BEGIN

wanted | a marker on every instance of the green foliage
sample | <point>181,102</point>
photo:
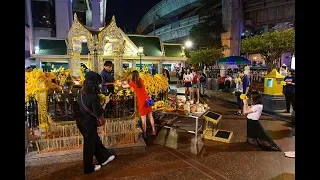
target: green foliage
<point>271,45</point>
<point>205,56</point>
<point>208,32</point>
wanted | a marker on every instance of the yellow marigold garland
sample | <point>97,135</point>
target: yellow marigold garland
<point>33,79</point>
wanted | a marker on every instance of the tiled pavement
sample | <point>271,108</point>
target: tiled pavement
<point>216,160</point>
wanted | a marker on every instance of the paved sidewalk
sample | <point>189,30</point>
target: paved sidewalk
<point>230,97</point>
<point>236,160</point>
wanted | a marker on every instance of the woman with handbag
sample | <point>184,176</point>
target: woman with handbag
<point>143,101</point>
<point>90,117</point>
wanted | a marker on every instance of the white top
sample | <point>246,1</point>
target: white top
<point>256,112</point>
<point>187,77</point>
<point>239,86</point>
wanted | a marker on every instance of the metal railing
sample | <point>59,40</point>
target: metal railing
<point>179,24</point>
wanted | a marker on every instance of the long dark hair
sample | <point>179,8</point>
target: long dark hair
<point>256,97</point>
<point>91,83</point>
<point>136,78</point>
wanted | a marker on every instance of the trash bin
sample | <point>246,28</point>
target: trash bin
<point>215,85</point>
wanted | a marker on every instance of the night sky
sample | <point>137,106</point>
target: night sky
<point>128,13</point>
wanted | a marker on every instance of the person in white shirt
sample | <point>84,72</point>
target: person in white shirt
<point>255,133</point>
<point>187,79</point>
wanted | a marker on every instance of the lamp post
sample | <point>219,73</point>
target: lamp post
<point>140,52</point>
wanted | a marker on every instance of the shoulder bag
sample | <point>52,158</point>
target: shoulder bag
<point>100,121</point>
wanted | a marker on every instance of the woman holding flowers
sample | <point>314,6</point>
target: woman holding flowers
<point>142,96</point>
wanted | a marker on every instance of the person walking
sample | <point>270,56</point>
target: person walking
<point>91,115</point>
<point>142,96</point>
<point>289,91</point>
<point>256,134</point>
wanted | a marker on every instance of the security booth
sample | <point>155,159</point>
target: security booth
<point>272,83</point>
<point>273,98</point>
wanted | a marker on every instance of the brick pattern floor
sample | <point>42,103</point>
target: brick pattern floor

END

- **WORK ORDER**:
The entries should be printed again exactly as written, leaving all pictures out.

- **ANSWER SECTION**:
wanted | a marker on every instance of the green foliage
sample | <point>181,102</point>
photo:
target: green foliage
<point>271,45</point>
<point>205,56</point>
<point>208,32</point>
wanted | a marker on every instance of the yellow marigold garland
sample | <point>97,135</point>
target: yellow marigold garland
<point>33,79</point>
wanted | a marker on every instance of the tiled pavement
sample | <point>271,108</point>
target: tiled pavement
<point>216,160</point>
wanted | a marker on every instance of the paved sidewalk
sample | <point>189,30</point>
target: paved sidewalk
<point>230,97</point>
<point>236,160</point>
wanted | a marker on every instance of the woman with handbag
sample | <point>184,176</point>
target: woman with handbag
<point>143,101</point>
<point>90,117</point>
wanted | a marker on every instance of the white top
sample | <point>246,1</point>
target: white top
<point>256,112</point>
<point>187,77</point>
<point>239,86</point>
wanted | a marker on every instance of the metal railing
sample | <point>59,40</point>
target: metal railing
<point>179,24</point>
wanted | a marker on every instance of the long dark hair
sample | <point>179,8</point>
target: long dark hair
<point>256,97</point>
<point>91,83</point>
<point>136,78</point>
wanted | a marker on every instance of the trash bin
sample | <point>246,28</point>
target: trash bin
<point>215,85</point>
wanted | a marker on every instance of the night sky
sample | <point>137,106</point>
target: night sky
<point>128,13</point>
wanted | a marker on every instance of the person in white shirt
sample | <point>84,72</point>
target: person in white shirt
<point>255,133</point>
<point>187,79</point>
wanted | a marker on every instance of the lamp post
sample | <point>219,73</point>
target: lamp post
<point>140,52</point>
wanted | a marker on every instance of the shoulder bag
sample | <point>52,158</point>
target: shoulder bag
<point>100,121</point>
wanted | a marker on every instance of the woman holding flowers
sample | <point>314,6</point>
target: woman holding flowers
<point>142,96</point>
wanted | a marker on every instance of the person walking
sample | <point>270,56</point>
target: person walking
<point>91,115</point>
<point>142,96</point>
<point>289,91</point>
<point>256,134</point>
wanted | a marker on every instance of the security booth
sample | <point>155,159</point>
target: security booth
<point>272,83</point>
<point>273,98</point>
wanted | a marker on every instance of the brick pattern floor
sample | <point>42,103</point>
target: brick pattern floor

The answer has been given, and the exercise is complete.